BRIEF » Nothing but the lines from the one containing "Exercise. Spot the dog's snout" through the final line of the data should be repeated, and each must be exact.

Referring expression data
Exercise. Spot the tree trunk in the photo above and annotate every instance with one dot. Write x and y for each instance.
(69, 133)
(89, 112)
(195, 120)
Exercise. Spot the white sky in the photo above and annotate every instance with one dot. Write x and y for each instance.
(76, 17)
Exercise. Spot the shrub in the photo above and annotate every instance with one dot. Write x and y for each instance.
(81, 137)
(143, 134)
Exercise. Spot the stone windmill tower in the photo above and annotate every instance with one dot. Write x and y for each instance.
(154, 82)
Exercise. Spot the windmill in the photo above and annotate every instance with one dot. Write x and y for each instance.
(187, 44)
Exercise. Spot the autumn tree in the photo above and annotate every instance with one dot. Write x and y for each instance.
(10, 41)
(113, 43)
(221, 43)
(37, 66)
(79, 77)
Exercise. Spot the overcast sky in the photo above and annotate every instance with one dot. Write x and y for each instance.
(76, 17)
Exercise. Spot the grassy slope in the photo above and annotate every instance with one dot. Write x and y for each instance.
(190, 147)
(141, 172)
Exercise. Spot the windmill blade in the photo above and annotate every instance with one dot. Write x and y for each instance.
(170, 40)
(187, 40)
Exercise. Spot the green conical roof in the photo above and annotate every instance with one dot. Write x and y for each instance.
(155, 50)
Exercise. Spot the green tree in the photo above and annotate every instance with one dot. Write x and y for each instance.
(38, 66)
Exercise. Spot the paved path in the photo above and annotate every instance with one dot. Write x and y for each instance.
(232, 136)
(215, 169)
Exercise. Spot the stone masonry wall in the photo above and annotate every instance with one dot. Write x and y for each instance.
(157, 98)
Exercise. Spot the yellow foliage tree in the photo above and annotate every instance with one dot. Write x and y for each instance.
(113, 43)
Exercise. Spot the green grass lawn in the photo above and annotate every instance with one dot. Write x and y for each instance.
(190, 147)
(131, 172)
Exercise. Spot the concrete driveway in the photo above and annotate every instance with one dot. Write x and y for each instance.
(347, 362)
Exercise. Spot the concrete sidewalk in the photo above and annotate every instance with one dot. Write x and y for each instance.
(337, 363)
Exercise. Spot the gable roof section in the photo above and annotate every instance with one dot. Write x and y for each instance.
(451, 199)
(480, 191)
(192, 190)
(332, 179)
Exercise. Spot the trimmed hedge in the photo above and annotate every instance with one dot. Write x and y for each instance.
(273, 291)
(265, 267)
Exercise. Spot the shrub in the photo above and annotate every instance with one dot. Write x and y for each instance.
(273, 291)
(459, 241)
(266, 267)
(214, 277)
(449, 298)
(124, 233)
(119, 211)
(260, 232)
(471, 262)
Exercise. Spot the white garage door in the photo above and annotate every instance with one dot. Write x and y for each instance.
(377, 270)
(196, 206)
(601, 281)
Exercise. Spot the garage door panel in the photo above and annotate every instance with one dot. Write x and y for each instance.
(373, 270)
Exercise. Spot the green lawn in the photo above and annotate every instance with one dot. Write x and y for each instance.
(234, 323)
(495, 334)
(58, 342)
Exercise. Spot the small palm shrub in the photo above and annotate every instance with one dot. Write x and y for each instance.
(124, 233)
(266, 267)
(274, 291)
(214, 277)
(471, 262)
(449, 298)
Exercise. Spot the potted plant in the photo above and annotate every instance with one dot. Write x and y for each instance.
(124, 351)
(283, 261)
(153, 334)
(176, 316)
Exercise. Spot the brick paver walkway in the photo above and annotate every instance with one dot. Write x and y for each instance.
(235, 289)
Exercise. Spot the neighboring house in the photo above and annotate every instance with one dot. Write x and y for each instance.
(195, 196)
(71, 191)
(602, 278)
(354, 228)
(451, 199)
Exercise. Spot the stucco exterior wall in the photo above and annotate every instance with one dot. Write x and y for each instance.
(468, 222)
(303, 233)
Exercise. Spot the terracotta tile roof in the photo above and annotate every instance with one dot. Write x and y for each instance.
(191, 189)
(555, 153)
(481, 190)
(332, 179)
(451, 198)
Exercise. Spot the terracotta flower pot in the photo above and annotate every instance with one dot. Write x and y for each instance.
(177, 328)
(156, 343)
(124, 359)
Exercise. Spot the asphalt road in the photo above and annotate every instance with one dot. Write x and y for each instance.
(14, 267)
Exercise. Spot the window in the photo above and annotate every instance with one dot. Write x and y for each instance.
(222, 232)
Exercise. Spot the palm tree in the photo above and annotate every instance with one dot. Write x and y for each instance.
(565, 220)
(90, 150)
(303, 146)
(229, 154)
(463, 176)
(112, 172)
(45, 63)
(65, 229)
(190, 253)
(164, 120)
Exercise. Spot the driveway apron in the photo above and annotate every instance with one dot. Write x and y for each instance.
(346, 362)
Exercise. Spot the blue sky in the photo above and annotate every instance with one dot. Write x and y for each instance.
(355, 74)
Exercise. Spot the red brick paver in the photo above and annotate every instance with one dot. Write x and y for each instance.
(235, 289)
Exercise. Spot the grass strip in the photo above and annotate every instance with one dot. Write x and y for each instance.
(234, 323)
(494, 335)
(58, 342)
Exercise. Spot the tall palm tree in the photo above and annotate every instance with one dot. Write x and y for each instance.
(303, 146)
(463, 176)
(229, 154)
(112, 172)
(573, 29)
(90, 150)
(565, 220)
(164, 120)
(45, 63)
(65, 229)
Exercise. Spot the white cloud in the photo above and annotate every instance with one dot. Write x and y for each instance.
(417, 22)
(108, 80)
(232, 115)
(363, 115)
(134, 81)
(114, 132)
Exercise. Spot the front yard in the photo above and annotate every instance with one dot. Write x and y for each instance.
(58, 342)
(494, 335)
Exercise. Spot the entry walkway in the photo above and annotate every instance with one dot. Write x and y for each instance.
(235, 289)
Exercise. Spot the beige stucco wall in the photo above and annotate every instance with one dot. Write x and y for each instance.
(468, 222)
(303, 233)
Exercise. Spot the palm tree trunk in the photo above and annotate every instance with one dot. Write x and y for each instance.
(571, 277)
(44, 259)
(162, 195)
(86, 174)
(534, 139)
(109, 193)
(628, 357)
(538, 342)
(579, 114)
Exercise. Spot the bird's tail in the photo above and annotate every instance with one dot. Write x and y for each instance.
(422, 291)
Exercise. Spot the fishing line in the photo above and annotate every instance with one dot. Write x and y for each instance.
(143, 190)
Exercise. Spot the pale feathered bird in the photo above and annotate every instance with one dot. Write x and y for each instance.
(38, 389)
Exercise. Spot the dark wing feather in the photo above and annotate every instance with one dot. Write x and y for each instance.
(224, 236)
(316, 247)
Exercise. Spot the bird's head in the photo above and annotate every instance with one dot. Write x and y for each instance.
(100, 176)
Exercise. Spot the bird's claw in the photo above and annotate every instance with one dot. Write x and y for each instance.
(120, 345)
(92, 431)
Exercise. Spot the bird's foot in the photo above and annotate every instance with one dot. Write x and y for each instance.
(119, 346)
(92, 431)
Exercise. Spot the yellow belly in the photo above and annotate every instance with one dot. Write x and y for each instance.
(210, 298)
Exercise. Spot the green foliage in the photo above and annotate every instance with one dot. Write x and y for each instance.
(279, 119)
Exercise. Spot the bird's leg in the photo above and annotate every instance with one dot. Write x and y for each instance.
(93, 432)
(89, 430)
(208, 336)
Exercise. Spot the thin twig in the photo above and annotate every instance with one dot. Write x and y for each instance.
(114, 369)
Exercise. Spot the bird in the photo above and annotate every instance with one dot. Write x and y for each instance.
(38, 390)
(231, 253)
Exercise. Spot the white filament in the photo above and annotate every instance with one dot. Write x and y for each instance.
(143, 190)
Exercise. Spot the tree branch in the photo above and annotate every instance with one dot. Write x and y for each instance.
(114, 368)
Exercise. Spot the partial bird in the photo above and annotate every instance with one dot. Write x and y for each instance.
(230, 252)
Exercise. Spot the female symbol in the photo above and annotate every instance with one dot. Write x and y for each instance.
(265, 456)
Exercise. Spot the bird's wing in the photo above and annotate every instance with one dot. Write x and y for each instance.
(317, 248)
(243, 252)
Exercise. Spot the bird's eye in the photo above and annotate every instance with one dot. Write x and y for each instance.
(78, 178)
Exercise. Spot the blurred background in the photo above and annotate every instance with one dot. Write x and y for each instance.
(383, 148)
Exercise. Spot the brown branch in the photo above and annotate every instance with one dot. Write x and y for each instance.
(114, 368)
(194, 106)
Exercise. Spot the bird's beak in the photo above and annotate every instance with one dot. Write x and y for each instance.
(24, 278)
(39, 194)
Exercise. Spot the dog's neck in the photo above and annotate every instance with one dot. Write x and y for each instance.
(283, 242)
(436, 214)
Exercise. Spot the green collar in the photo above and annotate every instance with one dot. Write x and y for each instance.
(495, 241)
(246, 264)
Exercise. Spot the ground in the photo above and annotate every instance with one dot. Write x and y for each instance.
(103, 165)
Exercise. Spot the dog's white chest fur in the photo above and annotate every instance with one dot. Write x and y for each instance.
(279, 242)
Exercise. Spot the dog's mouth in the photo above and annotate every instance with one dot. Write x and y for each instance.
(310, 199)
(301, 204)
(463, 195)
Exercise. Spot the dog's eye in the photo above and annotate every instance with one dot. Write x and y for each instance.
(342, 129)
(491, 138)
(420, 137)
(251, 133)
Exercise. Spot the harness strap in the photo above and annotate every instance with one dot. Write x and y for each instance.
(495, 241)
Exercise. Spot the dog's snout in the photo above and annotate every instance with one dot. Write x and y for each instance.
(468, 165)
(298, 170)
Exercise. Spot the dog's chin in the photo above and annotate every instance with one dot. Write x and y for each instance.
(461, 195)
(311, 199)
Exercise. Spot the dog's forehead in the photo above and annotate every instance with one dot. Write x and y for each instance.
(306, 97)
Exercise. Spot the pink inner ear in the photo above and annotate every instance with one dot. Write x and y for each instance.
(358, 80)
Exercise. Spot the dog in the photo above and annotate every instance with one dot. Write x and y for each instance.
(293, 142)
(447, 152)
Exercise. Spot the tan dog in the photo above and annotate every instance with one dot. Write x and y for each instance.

WRITTEN RESPONSE »
Exercise. Spot the dog's snout in the photo above and annotate every instance with one dot. Write x and y for each instance.
(468, 165)
(298, 170)
Exercise. Spot the dog's chin in the photo above and annotate every instance with one dot. Write x and y for each instance.
(461, 195)
(311, 199)
Exercise. Spot the dog's forehead in the photo above and annotate every instance with one dot. Write x and y for each instance.
(306, 97)
Exercise. Spot the pink inner ear in the photo above and annotate every instance with one dot. Write x and y for each instance.
(358, 80)
Exercise. Spot the dog in the photo above and annotate every instance with one dot. Write x and y for each instance.
(293, 142)
(447, 152)
Exercise. Spot the tan dog in the photo above and annotate every instance with one dot. Write x and y for each instance.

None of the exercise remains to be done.